* _Travail demandé_:
Recopiez à l'identique le passage de l'entretien sur #MeToo qui commence à "Temps de lecture: 9" et se termine à "du scandale Weinstein?".

* _Texte fourni_:
▬▬▬▬▬▬▬▬▬▬

Culture

Harvey Weinstein, Woody Allen, Roman Polanski... Comment juger l'œuvre des artistes visés par #MeToo?

Le critique Anthony Oliver Scott évoque l’appréciation du travail des cinéastes dans l’après #MeToo.

Woody Allen et Harvey Weinstein à la première de «Vicky Cristina Barcelona» à Los Angeles (États-Unis), le 4 août 2008 | Kevin Winter / Getty Images North America / AFP
Woody Allen et Harvey Weinstein à la première de «Vicky Cristina Barcelona» à Los Angeles (États-Unis), le 4 août 2008 | Kevin Winter / Getty Images North America / AFP

Temps de lecture: 9 minutes

Cet article transcrit un extrait –traduit en français– d'un épisode d'I Have to Ask, le podcast du journaliste de Slate.com Isaac Chotiner.

Il s'y entretient avec Anthony Olivier Scott, critique cinéma au New York Times et auteur de Better Living Through Criticism: How to Think About Art, Pleasure, Beauty, and Truth.

Isaac Chotiner: Pour vous qui écrivez sur les films, comment cela s’est-il passé dans le contexte du scandale Weinstein?

Anthony Oliver Scott: Ça a été très compliqué, ne serait-ce que dans la façon d’en parler. Mon boulot consiste à voir des films, à me faire une opinion dessus et à la partager. Et cette année, j’ai eu l’impression que ce travail était complètement à côté de la plaque. D’abord du simple fait de l’agitation politique que vit le pays, qui détourne l’attention de tout le monde du cinéma, et ensuite parce que tout ce mouvement (#MeToo ou, comme j’aime à le considérer, l’effondrement moral de mon genre) a commencé avec Harvey Weinstein.

▬▬▬▬▬▬▬▬▬▬

* _Lignes enregistrées_:
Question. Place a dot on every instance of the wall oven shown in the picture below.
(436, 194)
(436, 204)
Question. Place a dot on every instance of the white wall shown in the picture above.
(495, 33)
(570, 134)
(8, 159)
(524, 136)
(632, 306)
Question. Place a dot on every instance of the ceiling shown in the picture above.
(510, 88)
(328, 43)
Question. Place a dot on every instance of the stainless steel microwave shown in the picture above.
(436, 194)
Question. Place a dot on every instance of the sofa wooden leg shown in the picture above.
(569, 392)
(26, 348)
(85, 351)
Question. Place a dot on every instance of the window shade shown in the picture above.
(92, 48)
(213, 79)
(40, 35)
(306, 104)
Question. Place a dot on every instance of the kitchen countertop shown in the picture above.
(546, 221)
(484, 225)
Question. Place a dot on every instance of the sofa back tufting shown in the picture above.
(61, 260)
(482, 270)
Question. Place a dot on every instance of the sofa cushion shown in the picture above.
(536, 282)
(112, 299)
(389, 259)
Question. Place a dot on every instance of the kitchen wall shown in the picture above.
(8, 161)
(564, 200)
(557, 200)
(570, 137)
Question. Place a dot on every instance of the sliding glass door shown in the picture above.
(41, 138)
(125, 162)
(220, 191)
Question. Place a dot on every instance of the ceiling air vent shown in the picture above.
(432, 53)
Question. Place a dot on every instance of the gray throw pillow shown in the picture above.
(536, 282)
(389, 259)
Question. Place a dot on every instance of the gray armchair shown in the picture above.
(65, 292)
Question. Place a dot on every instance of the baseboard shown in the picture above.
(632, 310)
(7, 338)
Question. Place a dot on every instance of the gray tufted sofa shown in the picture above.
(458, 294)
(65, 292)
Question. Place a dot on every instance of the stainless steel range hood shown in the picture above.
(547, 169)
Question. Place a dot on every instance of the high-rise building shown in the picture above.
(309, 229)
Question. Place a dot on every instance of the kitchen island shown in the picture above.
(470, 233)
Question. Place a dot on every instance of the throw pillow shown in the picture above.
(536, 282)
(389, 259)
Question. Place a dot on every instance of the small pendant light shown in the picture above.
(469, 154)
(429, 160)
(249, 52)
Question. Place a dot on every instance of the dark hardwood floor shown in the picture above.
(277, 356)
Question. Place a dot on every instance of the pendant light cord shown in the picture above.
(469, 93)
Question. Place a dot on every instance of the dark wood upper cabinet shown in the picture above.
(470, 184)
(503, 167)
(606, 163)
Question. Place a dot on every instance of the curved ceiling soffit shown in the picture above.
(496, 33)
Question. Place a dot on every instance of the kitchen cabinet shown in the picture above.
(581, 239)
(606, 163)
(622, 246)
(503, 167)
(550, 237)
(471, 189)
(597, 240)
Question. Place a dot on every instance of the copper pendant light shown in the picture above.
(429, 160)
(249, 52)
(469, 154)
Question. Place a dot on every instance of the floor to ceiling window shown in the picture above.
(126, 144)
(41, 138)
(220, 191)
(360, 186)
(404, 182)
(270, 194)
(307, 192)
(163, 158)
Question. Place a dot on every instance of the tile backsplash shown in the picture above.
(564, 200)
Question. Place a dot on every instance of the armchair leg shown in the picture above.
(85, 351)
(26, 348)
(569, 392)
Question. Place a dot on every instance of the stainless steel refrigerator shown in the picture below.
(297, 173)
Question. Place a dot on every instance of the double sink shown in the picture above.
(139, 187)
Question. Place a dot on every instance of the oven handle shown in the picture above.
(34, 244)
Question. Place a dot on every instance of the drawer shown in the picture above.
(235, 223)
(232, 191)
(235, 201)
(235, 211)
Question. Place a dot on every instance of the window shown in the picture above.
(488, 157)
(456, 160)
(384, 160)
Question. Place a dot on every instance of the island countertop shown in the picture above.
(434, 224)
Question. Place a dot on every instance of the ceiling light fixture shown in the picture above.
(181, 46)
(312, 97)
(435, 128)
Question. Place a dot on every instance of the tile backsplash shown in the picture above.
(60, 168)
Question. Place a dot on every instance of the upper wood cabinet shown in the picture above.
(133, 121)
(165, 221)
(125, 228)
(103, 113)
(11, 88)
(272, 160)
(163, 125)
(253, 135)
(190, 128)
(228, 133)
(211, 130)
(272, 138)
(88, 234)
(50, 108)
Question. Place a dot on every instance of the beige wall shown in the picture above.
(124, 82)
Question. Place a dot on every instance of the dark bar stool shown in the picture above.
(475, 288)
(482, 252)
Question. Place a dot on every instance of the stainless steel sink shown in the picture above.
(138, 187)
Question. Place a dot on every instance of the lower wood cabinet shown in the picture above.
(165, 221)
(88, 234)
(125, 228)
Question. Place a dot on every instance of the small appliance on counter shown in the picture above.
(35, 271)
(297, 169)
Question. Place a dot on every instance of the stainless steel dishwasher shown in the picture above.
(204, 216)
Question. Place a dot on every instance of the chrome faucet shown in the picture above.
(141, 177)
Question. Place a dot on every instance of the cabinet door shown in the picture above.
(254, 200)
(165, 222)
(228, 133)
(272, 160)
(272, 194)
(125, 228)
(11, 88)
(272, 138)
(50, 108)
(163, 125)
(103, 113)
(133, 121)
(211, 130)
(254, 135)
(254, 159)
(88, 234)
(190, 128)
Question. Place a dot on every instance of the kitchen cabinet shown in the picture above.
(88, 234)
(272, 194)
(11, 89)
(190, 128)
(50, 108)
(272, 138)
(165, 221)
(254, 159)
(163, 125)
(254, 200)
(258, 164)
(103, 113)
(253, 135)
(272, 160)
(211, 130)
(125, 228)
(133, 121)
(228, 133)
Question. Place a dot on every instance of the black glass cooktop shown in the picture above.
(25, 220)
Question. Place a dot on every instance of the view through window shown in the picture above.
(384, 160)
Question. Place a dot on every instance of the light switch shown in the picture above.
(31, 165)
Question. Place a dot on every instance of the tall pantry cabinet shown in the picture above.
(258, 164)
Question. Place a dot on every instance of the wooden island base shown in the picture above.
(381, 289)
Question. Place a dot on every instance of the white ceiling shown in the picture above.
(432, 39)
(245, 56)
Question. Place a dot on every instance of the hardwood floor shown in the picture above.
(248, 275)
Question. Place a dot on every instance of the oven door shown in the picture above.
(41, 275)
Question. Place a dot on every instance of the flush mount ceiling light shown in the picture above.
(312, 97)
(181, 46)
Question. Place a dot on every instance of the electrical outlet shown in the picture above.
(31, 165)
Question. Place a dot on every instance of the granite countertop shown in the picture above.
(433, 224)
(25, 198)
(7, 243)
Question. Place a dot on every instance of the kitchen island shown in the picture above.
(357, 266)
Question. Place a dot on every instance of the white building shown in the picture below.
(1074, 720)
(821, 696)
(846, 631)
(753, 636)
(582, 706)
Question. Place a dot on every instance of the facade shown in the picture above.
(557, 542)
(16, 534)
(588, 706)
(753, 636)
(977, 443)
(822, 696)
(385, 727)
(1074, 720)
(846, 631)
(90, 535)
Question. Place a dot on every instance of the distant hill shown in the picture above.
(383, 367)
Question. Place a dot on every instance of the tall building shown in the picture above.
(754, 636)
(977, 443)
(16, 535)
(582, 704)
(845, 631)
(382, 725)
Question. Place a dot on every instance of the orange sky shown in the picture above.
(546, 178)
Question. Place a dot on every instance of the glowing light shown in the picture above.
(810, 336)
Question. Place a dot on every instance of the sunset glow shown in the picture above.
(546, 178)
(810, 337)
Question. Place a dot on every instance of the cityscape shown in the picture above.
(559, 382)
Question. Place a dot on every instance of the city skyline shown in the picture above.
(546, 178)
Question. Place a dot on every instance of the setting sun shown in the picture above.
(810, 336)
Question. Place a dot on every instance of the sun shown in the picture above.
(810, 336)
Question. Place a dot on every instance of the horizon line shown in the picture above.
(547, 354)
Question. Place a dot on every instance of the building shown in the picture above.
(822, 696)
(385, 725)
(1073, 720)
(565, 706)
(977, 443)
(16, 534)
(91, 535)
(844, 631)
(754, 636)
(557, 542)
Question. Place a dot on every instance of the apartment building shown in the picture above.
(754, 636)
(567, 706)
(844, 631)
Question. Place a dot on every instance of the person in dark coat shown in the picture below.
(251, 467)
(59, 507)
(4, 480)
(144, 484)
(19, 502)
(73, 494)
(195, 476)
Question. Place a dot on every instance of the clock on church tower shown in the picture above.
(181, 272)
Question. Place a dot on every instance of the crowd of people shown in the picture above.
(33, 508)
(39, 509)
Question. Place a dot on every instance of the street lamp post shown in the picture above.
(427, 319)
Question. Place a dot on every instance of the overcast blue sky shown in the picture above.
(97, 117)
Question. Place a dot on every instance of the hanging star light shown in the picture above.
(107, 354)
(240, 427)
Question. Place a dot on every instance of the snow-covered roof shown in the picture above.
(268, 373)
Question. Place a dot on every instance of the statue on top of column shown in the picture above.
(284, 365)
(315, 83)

▬▬▬▬▬▬▬▬▬▬

* _Résultat de la tâche_:
Temps de lecture: 9 minutes

Cet article transcrit un extrait –traduit en français– d'un épisode d'I Have to Ask, le podcast du journaliste de Slate.com Isaac Chotiner.

Il s'y entretient avec Anthony Olivier Scott, critique cinéma au New York Times et auteur de Better Living Through Criticism: How to Think About Art, Pleasure, Beauty, and Truth.

Isaac Chotiner: Pour vous qui écrivez sur les films, comment cela s’est-il passé dans le contexte du scandale Weinstein?